-- Start --
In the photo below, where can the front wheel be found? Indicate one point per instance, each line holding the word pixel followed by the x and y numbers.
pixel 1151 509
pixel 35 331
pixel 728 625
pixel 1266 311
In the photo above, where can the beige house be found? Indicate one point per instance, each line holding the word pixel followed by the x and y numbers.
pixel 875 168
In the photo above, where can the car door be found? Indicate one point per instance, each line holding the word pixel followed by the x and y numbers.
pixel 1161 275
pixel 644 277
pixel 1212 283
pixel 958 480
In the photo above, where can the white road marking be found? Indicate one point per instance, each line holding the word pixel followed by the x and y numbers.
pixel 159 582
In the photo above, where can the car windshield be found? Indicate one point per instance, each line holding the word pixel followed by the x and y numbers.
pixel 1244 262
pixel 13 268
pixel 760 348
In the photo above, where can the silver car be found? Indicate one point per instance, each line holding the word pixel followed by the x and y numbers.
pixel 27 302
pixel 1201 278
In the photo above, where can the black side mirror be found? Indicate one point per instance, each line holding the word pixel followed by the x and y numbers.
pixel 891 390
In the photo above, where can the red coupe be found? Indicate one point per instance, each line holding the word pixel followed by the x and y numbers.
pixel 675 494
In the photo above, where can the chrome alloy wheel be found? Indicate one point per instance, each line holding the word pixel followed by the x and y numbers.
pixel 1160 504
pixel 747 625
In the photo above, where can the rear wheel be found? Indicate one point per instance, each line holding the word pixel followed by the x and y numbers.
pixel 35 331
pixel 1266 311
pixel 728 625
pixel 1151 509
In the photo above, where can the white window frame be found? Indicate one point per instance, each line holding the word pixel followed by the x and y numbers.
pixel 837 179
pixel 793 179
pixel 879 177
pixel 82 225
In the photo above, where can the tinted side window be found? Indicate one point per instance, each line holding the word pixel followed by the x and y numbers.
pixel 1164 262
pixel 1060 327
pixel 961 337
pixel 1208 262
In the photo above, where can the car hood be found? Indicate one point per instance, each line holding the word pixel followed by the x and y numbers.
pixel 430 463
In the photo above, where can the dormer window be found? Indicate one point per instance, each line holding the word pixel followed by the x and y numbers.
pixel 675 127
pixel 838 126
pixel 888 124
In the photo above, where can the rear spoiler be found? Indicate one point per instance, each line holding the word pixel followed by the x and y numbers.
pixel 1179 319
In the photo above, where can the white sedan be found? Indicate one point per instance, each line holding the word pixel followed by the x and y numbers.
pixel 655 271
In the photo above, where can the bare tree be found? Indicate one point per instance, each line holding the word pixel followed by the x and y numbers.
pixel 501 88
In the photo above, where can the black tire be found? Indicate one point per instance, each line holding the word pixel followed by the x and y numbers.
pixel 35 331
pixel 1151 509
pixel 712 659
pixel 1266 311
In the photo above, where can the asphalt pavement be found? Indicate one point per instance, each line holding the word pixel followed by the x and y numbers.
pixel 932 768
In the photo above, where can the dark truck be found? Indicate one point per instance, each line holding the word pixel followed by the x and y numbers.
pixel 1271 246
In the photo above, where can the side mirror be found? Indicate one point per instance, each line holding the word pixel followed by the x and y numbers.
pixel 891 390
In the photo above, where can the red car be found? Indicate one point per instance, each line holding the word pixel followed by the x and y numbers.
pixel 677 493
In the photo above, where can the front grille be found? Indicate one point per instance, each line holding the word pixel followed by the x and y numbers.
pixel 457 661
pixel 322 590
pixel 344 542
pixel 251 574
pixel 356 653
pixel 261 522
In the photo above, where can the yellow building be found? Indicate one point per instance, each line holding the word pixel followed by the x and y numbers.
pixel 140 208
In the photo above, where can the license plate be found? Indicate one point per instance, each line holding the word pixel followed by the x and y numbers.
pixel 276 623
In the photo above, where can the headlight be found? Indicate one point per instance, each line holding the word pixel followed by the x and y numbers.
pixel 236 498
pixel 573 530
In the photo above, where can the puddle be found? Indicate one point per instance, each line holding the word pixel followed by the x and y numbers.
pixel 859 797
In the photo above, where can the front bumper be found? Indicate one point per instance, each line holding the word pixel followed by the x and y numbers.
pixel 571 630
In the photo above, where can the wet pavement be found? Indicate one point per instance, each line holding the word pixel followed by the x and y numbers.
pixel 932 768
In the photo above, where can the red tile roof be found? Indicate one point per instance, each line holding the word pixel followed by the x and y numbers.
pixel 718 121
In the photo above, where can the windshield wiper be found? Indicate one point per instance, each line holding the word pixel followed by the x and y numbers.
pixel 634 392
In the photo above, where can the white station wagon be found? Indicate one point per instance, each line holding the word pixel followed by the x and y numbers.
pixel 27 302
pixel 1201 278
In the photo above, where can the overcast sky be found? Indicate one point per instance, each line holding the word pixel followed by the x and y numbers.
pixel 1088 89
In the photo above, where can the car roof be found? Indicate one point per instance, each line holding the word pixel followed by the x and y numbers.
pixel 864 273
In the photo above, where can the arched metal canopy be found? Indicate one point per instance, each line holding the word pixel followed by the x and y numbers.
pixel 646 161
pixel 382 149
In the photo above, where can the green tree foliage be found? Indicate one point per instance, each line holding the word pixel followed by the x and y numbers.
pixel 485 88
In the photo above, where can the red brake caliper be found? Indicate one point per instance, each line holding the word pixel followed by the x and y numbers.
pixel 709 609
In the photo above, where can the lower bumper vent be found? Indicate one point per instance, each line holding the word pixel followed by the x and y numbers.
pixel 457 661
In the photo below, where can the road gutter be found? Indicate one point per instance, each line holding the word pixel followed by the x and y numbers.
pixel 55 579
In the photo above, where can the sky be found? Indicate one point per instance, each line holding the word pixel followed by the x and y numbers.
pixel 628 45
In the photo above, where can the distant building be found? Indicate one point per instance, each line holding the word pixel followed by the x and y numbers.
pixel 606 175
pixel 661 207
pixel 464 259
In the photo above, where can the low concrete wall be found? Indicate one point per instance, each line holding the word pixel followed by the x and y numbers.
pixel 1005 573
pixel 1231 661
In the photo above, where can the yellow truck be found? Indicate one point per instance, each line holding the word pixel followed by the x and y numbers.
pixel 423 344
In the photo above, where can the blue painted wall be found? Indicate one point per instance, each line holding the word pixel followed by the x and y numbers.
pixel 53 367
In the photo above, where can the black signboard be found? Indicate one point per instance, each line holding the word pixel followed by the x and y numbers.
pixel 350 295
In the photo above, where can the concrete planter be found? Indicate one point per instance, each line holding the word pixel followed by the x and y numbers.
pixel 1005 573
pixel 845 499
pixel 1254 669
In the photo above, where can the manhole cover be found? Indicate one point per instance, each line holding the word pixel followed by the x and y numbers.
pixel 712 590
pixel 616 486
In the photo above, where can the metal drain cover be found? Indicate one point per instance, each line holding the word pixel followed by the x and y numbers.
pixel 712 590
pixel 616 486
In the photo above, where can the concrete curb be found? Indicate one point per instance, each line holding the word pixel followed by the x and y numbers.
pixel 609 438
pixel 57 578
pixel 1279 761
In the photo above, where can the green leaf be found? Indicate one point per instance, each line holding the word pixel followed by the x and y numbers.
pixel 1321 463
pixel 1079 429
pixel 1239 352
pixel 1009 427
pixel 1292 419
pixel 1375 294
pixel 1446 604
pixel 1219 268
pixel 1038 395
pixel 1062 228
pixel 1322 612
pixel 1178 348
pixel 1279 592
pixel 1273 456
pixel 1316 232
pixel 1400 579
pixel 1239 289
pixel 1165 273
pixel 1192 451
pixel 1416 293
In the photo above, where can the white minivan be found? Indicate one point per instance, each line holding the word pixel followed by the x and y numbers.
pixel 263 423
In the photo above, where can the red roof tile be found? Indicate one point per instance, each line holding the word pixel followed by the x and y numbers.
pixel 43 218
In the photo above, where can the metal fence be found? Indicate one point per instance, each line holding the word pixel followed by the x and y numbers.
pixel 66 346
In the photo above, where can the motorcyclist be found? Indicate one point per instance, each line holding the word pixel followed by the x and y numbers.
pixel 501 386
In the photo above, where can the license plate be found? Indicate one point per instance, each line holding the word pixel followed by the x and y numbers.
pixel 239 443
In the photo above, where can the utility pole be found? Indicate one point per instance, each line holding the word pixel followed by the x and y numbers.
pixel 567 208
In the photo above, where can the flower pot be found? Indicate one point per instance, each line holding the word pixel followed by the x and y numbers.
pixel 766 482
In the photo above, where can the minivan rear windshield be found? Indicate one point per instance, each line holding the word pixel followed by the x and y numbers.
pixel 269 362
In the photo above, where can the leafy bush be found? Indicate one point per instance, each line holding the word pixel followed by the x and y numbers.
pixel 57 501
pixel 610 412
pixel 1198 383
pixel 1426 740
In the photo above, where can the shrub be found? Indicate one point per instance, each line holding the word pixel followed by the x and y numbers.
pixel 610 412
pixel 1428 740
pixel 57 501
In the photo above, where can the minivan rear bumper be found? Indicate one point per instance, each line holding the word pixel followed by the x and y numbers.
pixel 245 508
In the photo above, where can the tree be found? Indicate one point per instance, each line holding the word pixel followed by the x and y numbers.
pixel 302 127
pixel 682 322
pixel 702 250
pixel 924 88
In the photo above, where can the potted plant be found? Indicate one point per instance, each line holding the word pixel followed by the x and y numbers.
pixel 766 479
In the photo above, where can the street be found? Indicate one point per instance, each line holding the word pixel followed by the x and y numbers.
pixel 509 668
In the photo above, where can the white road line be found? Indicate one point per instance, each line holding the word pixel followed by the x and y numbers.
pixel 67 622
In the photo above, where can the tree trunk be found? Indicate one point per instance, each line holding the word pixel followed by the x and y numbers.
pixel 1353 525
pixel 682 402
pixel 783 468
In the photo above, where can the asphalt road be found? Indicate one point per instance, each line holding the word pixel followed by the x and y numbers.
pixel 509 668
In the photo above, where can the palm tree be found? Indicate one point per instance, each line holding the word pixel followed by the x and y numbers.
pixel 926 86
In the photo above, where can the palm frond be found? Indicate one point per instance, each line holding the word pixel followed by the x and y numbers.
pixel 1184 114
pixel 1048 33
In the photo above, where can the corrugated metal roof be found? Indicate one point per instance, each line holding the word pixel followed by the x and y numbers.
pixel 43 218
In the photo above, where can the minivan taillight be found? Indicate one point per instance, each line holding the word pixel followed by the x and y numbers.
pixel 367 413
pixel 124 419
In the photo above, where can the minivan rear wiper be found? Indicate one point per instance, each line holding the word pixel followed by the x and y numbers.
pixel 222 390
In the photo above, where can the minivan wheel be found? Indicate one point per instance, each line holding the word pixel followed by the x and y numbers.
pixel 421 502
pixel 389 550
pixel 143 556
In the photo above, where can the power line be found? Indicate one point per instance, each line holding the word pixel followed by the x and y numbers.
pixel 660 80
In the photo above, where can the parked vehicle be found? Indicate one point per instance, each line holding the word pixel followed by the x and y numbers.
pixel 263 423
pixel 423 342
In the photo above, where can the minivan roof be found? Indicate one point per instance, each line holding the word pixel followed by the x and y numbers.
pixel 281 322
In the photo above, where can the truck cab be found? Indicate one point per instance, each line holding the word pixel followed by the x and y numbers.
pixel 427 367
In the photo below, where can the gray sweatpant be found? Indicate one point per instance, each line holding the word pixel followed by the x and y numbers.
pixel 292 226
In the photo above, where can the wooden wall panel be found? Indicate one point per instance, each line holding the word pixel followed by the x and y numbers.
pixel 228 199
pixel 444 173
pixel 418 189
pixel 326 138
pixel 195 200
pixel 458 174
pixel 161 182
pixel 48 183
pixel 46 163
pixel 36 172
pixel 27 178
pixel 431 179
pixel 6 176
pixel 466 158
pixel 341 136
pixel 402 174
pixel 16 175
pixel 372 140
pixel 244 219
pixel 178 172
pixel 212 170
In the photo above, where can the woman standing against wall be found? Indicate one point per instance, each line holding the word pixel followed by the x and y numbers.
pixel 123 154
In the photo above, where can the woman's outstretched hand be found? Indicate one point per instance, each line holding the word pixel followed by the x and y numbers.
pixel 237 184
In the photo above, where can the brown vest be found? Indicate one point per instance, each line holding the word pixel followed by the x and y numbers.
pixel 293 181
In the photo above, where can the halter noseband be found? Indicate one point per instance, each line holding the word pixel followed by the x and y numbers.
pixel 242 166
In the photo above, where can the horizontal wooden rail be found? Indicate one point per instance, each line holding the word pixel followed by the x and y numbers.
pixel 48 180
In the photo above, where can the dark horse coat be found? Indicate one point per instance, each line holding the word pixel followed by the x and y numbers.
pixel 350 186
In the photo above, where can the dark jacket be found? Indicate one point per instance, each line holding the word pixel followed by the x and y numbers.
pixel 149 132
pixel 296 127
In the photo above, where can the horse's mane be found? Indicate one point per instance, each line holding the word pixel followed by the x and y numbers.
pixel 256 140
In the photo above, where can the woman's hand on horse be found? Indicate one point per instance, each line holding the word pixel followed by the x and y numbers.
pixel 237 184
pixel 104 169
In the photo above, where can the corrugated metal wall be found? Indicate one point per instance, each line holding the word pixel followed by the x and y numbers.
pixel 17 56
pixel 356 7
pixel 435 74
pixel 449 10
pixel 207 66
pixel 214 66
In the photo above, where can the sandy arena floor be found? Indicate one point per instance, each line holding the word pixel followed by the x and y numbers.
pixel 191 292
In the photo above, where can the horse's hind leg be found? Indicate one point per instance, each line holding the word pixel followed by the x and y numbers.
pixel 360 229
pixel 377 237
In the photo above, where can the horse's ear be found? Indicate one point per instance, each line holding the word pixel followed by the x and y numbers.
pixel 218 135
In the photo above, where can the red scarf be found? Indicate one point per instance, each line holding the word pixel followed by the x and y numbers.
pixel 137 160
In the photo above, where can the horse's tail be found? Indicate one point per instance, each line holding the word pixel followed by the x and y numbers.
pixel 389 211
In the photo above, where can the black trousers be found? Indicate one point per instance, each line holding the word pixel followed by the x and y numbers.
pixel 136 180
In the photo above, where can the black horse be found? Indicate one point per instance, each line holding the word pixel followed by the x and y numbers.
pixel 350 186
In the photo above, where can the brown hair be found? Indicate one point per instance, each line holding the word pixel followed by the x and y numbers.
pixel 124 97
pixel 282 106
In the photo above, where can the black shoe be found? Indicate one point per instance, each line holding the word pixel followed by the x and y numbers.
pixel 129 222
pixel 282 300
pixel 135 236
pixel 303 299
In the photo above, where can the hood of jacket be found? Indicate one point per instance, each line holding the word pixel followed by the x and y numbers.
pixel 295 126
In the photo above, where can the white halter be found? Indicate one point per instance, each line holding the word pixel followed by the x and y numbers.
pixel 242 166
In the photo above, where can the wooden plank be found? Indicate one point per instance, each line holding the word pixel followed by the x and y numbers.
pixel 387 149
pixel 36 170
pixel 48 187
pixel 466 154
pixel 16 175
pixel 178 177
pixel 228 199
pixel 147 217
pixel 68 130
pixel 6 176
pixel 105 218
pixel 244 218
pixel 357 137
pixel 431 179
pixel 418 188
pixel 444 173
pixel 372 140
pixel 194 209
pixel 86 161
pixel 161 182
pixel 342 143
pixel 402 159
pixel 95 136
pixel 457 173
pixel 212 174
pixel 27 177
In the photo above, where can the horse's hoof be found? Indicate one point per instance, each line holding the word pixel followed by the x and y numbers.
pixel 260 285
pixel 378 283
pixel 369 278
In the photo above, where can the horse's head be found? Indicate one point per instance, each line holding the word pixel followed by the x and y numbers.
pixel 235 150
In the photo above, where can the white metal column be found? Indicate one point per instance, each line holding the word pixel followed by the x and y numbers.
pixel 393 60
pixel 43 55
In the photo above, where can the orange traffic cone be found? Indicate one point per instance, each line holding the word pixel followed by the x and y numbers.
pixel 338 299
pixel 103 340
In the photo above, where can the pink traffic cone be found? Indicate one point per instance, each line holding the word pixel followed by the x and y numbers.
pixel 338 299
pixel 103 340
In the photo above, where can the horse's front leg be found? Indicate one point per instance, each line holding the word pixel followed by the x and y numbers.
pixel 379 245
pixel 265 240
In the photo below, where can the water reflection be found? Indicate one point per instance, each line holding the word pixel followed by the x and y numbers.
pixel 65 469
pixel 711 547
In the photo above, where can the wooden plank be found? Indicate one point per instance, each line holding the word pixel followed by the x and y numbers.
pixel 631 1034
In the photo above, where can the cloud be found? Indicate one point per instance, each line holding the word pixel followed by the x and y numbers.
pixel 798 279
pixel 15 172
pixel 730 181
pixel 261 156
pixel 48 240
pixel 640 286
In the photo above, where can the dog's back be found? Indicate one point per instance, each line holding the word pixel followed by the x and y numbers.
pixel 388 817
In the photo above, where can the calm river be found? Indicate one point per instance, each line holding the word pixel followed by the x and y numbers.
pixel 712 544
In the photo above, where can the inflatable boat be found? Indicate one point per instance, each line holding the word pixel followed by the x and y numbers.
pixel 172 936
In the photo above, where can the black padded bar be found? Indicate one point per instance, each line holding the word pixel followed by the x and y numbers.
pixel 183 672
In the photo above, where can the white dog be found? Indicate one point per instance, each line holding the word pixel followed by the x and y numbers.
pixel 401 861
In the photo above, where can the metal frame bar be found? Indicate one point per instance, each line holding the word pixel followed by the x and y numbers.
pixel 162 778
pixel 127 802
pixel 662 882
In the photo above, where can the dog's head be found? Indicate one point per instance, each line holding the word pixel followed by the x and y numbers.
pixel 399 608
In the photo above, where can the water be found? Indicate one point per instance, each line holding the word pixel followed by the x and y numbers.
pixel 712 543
-- End --
*Given problem*
Could you pull out, unchanged, the stretch of the listing from the line containing "In the photo above, where can the black shoe" through the line containing "pixel 369 278", including both of those lines?

*Exercise solution*
In the photo above, where can the black shoe be found? Indicate one point per instance, each line holding the word pixel followed by the x and y numbers.
pixel 129 222
pixel 282 300
pixel 135 236
pixel 303 299
In the photo above, where can the hood of jacket be found? Indicate one point per instance, each line holding the word pixel followed by the x and y numbers.
pixel 295 126
In the photo above, where can the white halter be found? Indicate one point per instance, each line holding the word pixel followed by the x and y numbers.
pixel 242 166
In the photo above, where can the wooden plank be found? Indicate one point per instance, each line holding the word pixel followed by the x and y numbers.
pixel 387 149
pixel 36 170
pixel 48 187
pixel 466 154
pixel 16 175
pixel 178 177
pixel 228 199
pixel 147 217
pixel 68 130
pixel 6 176
pixel 105 218
pixel 244 218
pixel 357 137
pixel 431 179
pixel 418 188
pixel 444 173
pixel 372 140
pixel 194 209
pixel 86 161
pixel 161 182
pixel 342 143
pixel 402 159
pixel 95 136
pixel 457 173
pixel 212 174
pixel 27 177
In the photo above, where can the horse's hoof be found? Indicate one point per instance, each line holding the word pixel followed by the x and y numbers.
pixel 260 285
pixel 378 283
pixel 369 278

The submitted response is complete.